■ **Stated task 1**
Using the SAX parser text, state whether each statement below agrees with it: (a) TSXPAttributes.GetItem() is case sensitive; (b) SXPEndElement resets the state flag when it encounters a </book> tag; (c) TSAXParser appears in the XML tab of the component palette. For each, answer yes or no and quote the deciding words of the SAX parser text.

■ **Text extract**
The application consists of a form with a TSAXParser component, Tmemo control, Boolean to preserve state information, and a few lines of code inside the FormCreate, the SXPStartElement, SXPCharacters, and SXPEndElement event handlers.

FormCreate writes a title line to the memo and fires up the parser. SXPStartElement checks for a <book> tag; when it finds one, it checks the genre and in_stock attributes (note that TSXPAttributes.GetItem() is case insensitive). If genre and in_stock match the search condition, the state flag is set. SXPEndElement resets the flag when it finds a </book> tag, and SXPCharacters dumps all elements to the memo while the state flag is set. It doesn't get any easier than that. Figure 2 shows the filter demo.

Install the TSAXParser component (found in MSSAXParser.pas) before you run the demo application. Installing TSAXParser also installs the DOM components in MSXML2_TLB.pas. MSAXParser.dcr and MSXML2_TLB.dcr contain icons for some of these components. TSAXParser shows up as the SXP icon in the XML tab on the component palette.

■ **Records shown**

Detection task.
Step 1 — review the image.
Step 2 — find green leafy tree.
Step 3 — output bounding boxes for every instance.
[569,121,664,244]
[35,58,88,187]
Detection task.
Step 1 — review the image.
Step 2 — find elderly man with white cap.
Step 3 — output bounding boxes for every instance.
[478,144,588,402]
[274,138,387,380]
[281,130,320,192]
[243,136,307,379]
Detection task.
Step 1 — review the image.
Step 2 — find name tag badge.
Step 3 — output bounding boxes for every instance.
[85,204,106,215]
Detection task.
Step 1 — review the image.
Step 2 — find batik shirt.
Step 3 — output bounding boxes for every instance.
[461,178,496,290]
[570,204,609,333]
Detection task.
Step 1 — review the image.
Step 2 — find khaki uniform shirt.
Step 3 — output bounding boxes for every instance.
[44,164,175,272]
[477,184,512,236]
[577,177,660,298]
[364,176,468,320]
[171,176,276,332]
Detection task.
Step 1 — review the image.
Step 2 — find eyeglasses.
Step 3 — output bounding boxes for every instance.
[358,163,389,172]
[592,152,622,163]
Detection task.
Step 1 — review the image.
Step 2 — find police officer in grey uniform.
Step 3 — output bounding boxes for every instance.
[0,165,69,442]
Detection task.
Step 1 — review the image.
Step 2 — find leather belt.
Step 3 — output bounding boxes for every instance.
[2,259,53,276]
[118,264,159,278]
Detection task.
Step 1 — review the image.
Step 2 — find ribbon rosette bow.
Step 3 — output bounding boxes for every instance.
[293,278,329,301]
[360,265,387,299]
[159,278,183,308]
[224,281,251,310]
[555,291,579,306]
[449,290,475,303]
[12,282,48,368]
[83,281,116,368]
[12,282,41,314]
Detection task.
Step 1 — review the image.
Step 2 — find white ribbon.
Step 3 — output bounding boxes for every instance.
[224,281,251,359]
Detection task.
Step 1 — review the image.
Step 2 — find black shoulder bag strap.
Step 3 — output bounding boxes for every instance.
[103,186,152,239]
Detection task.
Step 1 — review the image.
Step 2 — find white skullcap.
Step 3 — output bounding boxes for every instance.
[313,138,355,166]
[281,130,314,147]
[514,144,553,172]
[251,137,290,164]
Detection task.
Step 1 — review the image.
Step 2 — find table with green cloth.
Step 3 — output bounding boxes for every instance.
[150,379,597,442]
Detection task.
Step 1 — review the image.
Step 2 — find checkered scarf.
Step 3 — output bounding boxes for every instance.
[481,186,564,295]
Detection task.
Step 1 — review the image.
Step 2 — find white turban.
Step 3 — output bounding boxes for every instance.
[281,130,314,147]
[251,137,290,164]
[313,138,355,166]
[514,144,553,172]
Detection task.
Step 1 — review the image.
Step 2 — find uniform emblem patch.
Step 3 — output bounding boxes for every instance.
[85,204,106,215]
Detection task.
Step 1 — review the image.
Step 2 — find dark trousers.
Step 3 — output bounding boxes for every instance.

■ **Stated task 2**
Arrange the lines of the rows, from the first line of the rows up to and including the line with "[243,136,307,379]", as a Markdown table with the columns No. and Line. Omit any blank lines.

■ **Output 1**
(a) No: "note that TSXPAttributes.GetItem() is case insensitive"
(b) Yes: "SXPEndElement resets the flag when it finds a </book> tag"
(c) Yes: "TSAXParser shows up as the SXP icon in the XML tab on the component palette"

■ **Output 2**
| No. | Line |
|---|---|
| 1 | Detection task. |
| 2 | Step 1 — review the image. |
| 3 | Step 2 — find green leafy tree. |
| 4 | Step 3 — output bounding boxes for every instance. |
| 5 | [569,121,664,244] |
| 6 | [35,58,88,187] |
| 7 | Detection task. |
| 8 | Step 1 — review the image. |
| 9 | Step 2 — find elderly man with white cap. |
| 10 | Step 3 — output bounding boxes for every instance. |
| 11 | [478,144,588,402] |
| 12 | [274,138,387,380] |
| 13 | [281,130,320,192] |
| 14 | [243,136,307,379] |